● **STATED GOAL**
Please render the lines below as a numbered list, beginning with the first and stopping after the line that contains "(1034, 401)". Leave out blank lines and the pictures.

● **INFORMATION SHOWN**
----------------------------------------

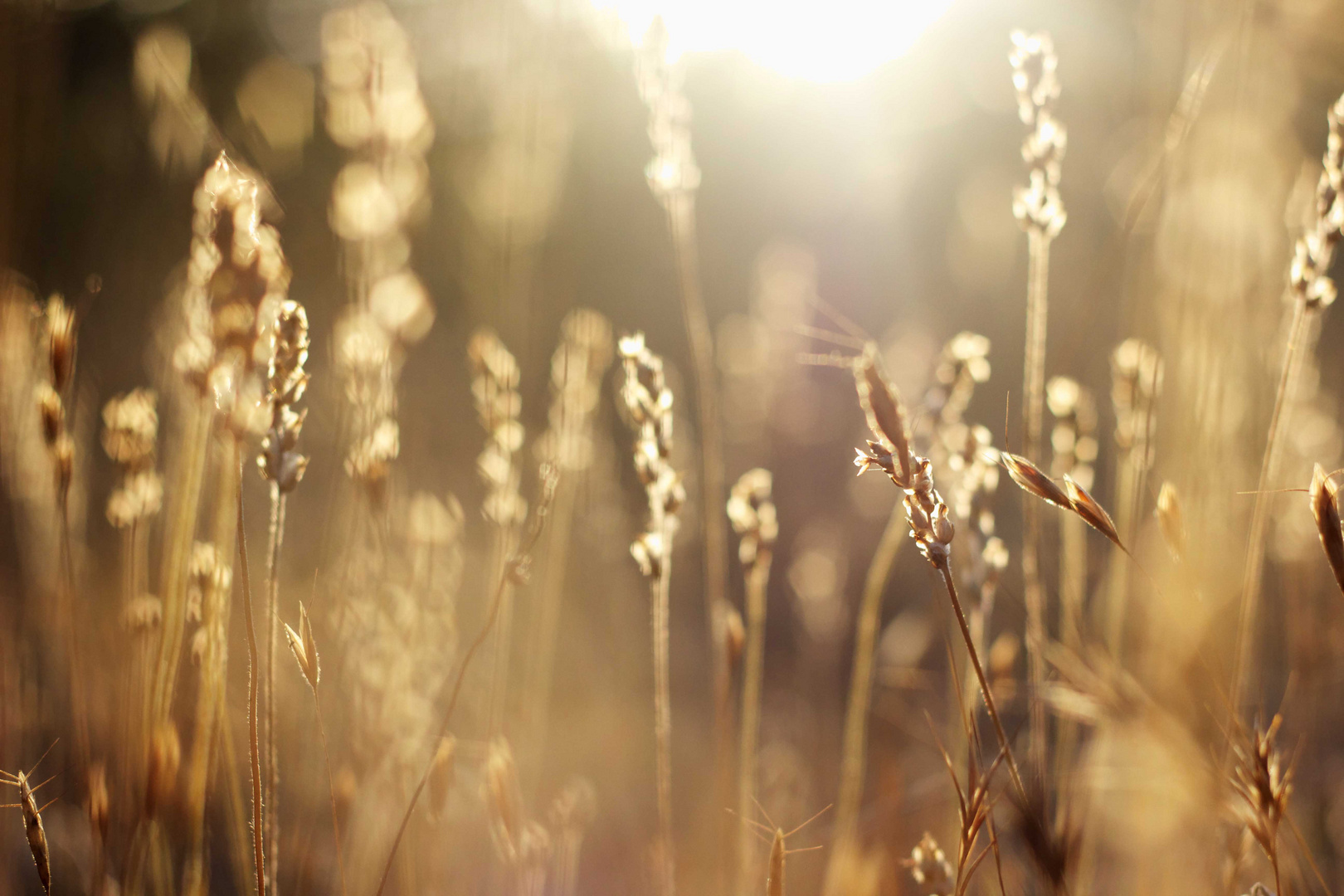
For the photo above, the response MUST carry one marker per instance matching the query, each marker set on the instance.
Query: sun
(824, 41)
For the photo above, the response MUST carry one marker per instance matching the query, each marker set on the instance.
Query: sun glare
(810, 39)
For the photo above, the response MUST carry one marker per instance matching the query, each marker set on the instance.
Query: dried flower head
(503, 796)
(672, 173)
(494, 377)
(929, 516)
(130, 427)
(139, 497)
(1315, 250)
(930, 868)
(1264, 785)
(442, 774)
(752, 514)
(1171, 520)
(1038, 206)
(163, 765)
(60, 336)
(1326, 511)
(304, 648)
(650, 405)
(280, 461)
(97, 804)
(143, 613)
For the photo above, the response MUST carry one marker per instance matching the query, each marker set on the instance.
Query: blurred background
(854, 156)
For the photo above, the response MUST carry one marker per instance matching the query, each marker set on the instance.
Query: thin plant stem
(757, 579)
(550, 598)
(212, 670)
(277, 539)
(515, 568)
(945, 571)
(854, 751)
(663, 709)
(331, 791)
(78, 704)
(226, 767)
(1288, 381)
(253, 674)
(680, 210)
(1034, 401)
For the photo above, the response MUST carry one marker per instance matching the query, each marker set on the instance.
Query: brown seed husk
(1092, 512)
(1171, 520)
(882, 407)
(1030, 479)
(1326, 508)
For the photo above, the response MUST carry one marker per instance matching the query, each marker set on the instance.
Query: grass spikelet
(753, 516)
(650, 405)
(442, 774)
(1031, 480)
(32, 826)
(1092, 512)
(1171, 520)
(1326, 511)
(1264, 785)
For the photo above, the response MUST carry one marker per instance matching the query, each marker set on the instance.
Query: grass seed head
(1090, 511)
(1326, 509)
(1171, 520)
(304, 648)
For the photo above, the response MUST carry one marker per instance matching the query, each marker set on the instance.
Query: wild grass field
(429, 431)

----------------------------------------

● **ANSWER TO THIS PROBLEM**
1. For the photo above, the response MUST carry one marker per instance matching the query, each marker set on the instance.
2. Query: sun
3. (824, 41)
4. For the photo above, the response MUST carry one marker per instance matching the query, each marker set on the instance.
5. Query: sun glare
6. (810, 39)
7. For the photo above, the response MUST carry one marker per instance matching the query, each marker set on the instance.
8. Query: dried flower head
9. (503, 796)
10. (672, 173)
11. (494, 377)
12. (929, 516)
13. (130, 427)
14. (139, 497)
15. (1315, 250)
16. (930, 868)
17. (1264, 785)
18. (442, 774)
19. (752, 514)
20. (1171, 520)
21. (1038, 206)
22. (163, 765)
23. (60, 336)
24. (1326, 511)
25. (304, 648)
26. (650, 405)
27. (280, 461)
28. (97, 804)
29. (143, 613)
30. For the photo above, the response MUST carry one marker per instance matching the query, each marker set on the instance.
31. Query: blurred background
32. (854, 156)
33. For the photo above, the response MUST carry one marker per instance matching the query, each marker set on the instance.
34. Query: thin plant stem
35. (757, 579)
36. (550, 598)
37. (212, 670)
38. (277, 539)
39. (515, 568)
40. (945, 571)
41. (854, 751)
42. (663, 709)
43. (331, 791)
44. (78, 704)
45. (226, 767)
46. (1288, 381)
47. (253, 674)
48. (680, 210)
49. (1034, 401)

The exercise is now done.